-- START Text passage --

Skip to content

fix: KEEP-569 Detect upstream WebSocket silence on proxied subscriptions#35

Open
suisuss wants to merge 2 commits into
project-aethermesh:mainfrom
suisuss:fix/improve-ws-upstream-idle-detection
Open

fix: KEEP-569 Detect upstream WebSocket silence on proxied subscriptions#35
suisuss wants to merge 2 commits into
project-aethermesh:mainfrom
suisuss:fix/improve-ws-upstream-idle-detection

Conversation

@suisuss
Copy link
Copy Markdown

@suisuss suisuss commented May 15, 2026

Problem

Long-lived WebSocket subscriptions through aetherlay (e.g. eth_subscribe for newHeads) could stop delivering messages while the proxied connection stayed open. Clients ended up with a valid socket and no signal to reconnect — block notifications silently stopped flowing.

Root cause: the proxy was a transparent byte-pipe with no liveness detection.

  • defaultProxyWebSocket had no read deadline on either conn, so ReadMessage() would block forever on a half-open upstream TCP.
  • gorilla/websocket auto-pongs inbound pings inside ReadMessage by default. A client ping sent to aetherlay was answered locally by aetherlay rather than reaching the upstream, so the client's ping/pong loop only proved the client↔aetherlay leg was alive — it said nothing about aetherlay↔upstream.
  • The recent close-frame handling fixes (fix: Improve how websockets deal with timeouts and closed connections #33) only fire on graceful close. They cannot detect silent failure.

Approach

Two changes, both in internal/server/server.go:

  1. Forward WS control frames end-to-end. Override SetPingHandler / SetPongHandler on both legs so a client ping reaches the upstream RPC node and the upstream's pong reaches the client, payload bytes preserved. Aetherlay generates no pings of its own — it relies on whatever ping cadence the client (or upstream) chooses.
  2. Passive idle-timeout backstop on the upstream conn. SetReadDeadline(now + 90s) on the backend conn, reset on every received frame (data, ping, pong). If upstream sends nothing for 90s, ReadMessage returns a timeout, both legs are torn down, and the client receives a close. This catches the case where the client doesn't ping or where forwarded pings are absorbed somewhere upstream.

The teardown path explicitly marks the endpoint unhealthy on a net.Error.Timeout() from the backend leg (timeouts can only originate from the backend conn since the client conn has no deadline, so attribution is unambiguous).

Verification

Tested ping/pong against every reachable upstream WSS in production (Alchemy, dRPC, QuickNode, Tempo, Solana). All replied within 100-355ms with the original payload echoed, confirming forwarding works end-to-end (or at least far past the CDN edge).

Two new tests in internal/server/server_test.go:

  • TestProxyWebSocket_UpstreamIdleTimeout — silent upstream → client torn down within wsIdleTimeout (overridden to 300ms for the test) and endpoint marked unhealthy.
  • TestProxyWebSocket_PingPongForwarded — asserts a client ping reaches the upstream with the original payload and the upstream's pong reaches the client unchanged.

-- END Text passage --

● Exercise prompt: Give again word for word the stretch of the WebSocket fix description from "Two changes, both" through "absorbed somewhere upstream.".

-- START Stored data --

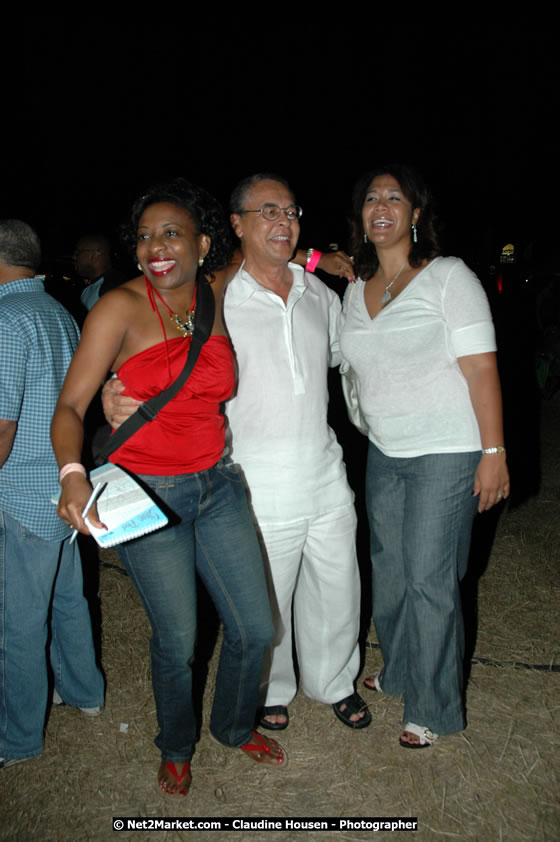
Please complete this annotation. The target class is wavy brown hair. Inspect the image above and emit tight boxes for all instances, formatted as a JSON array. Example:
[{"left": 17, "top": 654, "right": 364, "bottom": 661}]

-- END Stored data --
-- START Stored data --

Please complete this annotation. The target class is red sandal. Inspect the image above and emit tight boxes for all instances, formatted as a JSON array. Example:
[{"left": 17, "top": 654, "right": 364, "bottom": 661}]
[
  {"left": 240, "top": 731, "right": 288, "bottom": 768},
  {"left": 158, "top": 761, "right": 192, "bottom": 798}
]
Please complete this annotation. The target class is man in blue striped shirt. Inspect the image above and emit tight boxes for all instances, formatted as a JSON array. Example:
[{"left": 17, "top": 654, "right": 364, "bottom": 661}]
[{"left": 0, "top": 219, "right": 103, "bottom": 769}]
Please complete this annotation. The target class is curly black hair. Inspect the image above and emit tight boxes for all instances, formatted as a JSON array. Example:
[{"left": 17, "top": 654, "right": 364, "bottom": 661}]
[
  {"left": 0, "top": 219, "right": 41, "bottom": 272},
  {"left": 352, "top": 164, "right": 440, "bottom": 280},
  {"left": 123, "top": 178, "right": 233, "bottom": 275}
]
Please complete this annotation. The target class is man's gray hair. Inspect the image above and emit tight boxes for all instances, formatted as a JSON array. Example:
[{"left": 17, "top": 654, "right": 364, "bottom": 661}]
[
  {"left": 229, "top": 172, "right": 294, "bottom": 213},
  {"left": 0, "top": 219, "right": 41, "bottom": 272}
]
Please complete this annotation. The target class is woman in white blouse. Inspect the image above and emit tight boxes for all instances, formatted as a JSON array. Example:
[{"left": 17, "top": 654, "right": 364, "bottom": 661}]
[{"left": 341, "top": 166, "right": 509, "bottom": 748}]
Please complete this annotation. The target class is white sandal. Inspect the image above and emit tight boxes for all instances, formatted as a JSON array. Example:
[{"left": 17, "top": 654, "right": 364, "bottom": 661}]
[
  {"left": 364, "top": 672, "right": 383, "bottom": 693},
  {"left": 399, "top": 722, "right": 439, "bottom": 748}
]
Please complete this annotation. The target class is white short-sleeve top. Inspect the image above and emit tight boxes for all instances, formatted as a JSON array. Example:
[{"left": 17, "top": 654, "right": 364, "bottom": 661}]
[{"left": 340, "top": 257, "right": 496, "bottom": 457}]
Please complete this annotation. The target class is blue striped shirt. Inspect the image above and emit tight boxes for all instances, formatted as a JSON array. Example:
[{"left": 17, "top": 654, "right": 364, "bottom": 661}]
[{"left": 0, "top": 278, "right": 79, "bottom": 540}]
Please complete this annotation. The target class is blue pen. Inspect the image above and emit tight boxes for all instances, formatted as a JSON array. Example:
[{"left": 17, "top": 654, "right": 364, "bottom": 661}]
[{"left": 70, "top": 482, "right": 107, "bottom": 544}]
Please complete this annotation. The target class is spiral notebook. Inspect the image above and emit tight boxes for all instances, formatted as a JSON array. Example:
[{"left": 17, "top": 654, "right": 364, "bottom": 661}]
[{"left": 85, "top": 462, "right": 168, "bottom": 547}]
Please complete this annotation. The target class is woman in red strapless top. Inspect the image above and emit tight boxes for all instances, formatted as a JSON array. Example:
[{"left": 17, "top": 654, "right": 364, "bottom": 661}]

-- END Stored data --

● Response:
Two changes, both in internal/server/server.go:

  1. Forward WS control frames end-to-end. Override SetPingHandler / SetPongHandler on both legs so a client ping reaches the upstream RPC node and the upstream's pong reaches the client, payload bytes preserved. Aetherlay generates no pings of its own — it relies on whatever ping cadence the client (or upstream) chooses.
  2. Passive idle-timeout backstop on the upstream conn. SetReadDeadline(now + 90s) on the backend conn, reset on every received frame (data, ping, pong). If upstream sends nothing for 90s, ReadMessage returns a timeout, both legs are torn down, and the client receives a close. This catches the case where the client doesn't ping or where forwarded pings are absorbed somewhere upstream.